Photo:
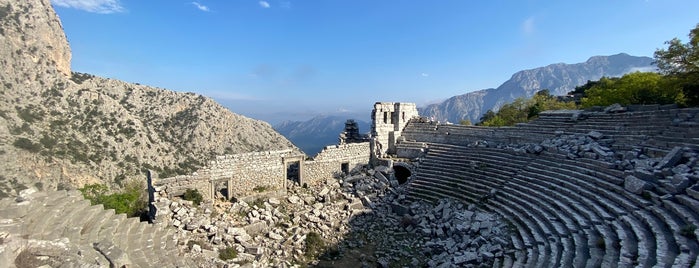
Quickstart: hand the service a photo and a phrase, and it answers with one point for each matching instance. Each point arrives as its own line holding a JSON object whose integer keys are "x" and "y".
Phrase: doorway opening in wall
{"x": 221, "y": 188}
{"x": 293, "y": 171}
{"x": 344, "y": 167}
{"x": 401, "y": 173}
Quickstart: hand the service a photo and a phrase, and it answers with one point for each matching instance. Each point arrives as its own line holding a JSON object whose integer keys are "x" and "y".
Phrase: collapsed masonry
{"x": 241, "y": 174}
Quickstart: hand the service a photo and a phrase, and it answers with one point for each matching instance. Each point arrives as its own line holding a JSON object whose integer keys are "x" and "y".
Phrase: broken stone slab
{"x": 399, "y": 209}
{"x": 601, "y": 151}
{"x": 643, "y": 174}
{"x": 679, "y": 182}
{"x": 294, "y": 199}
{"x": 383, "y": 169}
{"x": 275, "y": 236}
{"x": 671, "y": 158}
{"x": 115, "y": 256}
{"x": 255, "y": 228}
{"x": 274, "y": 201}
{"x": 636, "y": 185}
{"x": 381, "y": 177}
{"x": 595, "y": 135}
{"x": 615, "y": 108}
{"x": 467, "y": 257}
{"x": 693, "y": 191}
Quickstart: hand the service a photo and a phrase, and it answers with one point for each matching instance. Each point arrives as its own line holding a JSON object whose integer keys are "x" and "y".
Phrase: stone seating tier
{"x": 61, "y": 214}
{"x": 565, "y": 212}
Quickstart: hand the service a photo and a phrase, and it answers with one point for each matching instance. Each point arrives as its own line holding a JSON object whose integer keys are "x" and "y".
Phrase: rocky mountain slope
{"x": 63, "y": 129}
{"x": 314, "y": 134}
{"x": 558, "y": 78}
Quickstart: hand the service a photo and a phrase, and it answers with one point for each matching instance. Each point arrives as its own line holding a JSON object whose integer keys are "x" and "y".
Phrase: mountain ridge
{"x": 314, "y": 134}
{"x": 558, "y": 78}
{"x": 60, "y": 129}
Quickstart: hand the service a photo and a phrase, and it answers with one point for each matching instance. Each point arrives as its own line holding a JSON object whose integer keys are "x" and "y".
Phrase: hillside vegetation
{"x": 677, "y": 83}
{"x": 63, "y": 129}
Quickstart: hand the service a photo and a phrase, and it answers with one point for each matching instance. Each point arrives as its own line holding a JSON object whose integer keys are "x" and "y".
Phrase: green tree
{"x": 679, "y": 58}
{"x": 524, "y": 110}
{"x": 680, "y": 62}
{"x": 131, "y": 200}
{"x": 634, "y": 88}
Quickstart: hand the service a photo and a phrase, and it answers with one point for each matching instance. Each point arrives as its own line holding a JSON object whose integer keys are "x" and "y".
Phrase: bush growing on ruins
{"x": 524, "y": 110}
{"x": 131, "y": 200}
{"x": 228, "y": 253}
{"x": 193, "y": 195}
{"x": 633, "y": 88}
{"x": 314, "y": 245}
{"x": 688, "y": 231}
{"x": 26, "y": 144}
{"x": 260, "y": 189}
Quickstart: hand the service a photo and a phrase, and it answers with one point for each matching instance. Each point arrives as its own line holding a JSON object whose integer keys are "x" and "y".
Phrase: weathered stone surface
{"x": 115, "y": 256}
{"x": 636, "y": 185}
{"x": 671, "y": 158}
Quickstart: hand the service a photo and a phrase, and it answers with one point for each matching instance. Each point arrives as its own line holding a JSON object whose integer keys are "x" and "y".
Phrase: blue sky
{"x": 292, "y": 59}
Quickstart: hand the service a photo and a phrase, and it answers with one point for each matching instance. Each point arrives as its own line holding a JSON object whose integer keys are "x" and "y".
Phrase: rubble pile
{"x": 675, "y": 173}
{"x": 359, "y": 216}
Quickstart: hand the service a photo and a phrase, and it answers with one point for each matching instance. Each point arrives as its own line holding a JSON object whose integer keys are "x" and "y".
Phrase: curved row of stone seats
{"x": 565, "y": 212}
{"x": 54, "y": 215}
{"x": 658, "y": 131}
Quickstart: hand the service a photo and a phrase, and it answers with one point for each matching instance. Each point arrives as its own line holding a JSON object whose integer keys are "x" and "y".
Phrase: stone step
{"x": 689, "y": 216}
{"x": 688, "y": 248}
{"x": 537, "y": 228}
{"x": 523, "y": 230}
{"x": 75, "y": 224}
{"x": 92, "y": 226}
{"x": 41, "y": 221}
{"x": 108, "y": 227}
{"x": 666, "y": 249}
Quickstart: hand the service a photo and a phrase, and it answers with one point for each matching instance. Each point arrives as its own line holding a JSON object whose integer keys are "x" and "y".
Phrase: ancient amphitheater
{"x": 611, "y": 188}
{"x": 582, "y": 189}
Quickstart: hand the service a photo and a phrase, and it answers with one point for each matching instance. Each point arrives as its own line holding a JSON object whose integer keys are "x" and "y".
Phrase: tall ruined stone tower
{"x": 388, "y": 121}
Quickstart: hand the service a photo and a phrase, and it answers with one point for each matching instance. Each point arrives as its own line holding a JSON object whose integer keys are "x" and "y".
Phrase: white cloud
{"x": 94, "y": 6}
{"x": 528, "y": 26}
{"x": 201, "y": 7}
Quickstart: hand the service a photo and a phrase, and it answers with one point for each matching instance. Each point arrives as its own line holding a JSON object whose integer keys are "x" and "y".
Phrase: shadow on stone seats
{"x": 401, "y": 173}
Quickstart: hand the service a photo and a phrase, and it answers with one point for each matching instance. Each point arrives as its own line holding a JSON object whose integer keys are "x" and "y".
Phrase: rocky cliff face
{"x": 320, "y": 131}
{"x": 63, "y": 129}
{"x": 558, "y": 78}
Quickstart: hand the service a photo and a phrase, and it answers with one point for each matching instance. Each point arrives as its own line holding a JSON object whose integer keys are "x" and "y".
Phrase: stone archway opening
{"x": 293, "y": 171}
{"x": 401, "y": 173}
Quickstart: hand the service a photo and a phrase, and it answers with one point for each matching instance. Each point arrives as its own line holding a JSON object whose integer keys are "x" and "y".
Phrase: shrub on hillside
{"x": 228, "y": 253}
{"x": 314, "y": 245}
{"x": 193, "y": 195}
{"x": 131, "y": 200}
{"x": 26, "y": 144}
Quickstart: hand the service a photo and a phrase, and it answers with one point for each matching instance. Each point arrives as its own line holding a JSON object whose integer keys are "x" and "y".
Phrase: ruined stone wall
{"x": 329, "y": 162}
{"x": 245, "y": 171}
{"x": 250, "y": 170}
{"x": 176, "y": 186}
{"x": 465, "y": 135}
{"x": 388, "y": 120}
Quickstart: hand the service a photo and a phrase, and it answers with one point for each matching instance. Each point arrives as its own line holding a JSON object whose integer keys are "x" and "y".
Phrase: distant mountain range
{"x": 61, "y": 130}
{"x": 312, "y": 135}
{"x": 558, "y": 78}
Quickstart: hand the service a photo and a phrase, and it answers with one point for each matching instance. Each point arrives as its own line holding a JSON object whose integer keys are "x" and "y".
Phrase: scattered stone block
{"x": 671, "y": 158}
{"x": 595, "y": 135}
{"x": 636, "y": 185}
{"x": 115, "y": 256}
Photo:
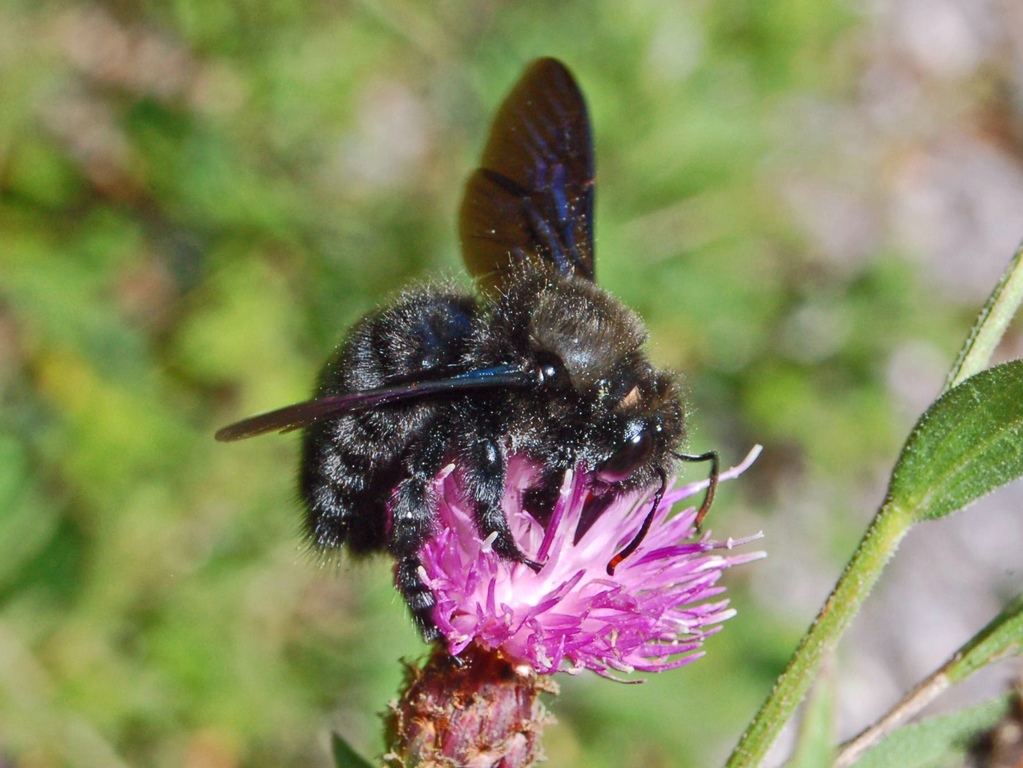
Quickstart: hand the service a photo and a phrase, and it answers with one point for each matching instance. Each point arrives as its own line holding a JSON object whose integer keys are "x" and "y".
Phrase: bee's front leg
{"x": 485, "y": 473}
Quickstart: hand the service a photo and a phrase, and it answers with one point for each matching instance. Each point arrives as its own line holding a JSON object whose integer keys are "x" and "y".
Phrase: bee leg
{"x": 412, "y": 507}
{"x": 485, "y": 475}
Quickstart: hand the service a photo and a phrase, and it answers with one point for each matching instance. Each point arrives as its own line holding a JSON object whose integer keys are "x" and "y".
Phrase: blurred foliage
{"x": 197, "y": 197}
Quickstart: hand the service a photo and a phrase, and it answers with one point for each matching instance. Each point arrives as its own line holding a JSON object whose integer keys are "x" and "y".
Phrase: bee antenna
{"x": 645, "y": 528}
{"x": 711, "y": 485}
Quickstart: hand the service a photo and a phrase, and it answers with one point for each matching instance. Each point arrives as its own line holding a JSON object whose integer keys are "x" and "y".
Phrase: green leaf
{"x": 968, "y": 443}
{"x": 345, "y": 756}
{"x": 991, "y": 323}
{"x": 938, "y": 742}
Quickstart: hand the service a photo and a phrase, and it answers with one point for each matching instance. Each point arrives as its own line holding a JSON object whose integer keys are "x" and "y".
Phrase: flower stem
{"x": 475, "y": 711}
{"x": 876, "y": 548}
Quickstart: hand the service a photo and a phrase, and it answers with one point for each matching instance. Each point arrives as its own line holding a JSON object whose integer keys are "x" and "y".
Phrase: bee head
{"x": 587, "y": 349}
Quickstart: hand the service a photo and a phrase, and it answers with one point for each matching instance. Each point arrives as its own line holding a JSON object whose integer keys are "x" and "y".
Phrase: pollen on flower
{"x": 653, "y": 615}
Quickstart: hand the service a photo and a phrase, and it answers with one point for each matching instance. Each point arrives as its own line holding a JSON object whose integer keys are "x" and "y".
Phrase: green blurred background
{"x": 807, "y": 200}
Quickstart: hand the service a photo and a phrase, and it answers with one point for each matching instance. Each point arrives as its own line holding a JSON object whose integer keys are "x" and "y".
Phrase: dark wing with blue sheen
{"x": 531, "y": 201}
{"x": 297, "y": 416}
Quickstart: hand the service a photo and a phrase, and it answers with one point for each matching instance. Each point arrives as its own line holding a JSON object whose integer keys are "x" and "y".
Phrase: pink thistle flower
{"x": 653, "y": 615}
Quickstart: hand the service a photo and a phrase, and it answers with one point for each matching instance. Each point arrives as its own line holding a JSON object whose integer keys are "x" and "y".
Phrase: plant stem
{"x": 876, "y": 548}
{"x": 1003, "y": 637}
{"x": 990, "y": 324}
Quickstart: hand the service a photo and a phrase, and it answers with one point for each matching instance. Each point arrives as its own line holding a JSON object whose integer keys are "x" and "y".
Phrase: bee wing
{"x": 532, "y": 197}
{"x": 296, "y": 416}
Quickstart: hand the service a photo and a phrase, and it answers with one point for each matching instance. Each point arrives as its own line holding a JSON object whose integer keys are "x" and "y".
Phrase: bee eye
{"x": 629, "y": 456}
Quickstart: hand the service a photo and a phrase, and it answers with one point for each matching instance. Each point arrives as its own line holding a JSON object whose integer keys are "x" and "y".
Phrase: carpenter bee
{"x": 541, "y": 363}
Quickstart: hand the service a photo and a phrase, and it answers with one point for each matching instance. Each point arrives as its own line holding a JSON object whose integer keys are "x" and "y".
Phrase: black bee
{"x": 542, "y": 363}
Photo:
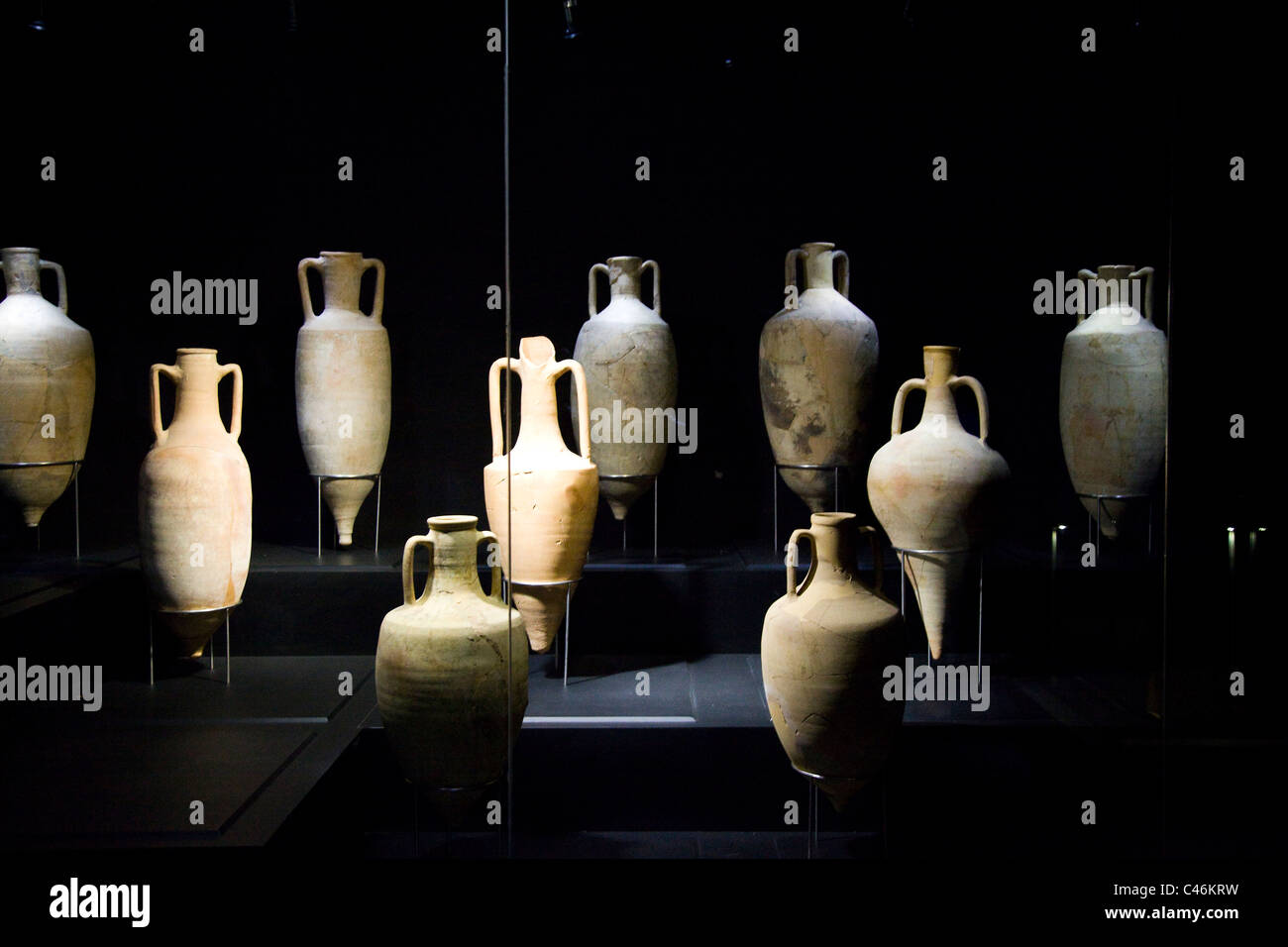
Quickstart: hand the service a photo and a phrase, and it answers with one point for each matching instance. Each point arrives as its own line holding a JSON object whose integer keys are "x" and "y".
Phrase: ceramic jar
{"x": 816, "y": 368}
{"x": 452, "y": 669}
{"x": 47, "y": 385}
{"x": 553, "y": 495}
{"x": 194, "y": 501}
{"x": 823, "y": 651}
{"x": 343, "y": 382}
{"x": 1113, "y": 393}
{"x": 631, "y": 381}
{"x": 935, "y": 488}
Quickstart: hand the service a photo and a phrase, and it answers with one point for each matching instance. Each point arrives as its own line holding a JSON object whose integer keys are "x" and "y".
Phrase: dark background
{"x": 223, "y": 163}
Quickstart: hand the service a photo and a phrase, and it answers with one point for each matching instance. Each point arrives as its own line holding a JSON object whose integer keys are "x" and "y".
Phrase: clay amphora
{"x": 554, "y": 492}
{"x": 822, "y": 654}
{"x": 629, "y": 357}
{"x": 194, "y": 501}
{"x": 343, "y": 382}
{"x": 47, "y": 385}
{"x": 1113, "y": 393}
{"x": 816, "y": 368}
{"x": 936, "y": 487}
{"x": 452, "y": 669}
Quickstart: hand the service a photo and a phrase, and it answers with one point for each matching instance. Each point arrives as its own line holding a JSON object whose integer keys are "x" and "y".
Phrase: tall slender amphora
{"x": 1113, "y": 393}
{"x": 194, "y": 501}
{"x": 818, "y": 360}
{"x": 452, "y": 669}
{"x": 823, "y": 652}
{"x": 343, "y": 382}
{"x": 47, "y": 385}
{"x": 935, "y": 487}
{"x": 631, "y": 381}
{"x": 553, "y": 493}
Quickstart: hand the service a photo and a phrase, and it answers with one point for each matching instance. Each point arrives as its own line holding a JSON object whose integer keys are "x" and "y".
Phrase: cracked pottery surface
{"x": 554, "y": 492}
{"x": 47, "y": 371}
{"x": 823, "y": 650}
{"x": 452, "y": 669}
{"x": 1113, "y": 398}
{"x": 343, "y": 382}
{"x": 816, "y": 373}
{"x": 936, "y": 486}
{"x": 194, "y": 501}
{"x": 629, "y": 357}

Directions ▸ Count the lines in the records that contain the string "mountain", matching case exactly, and reply with only that number.

Task solution ▸ 3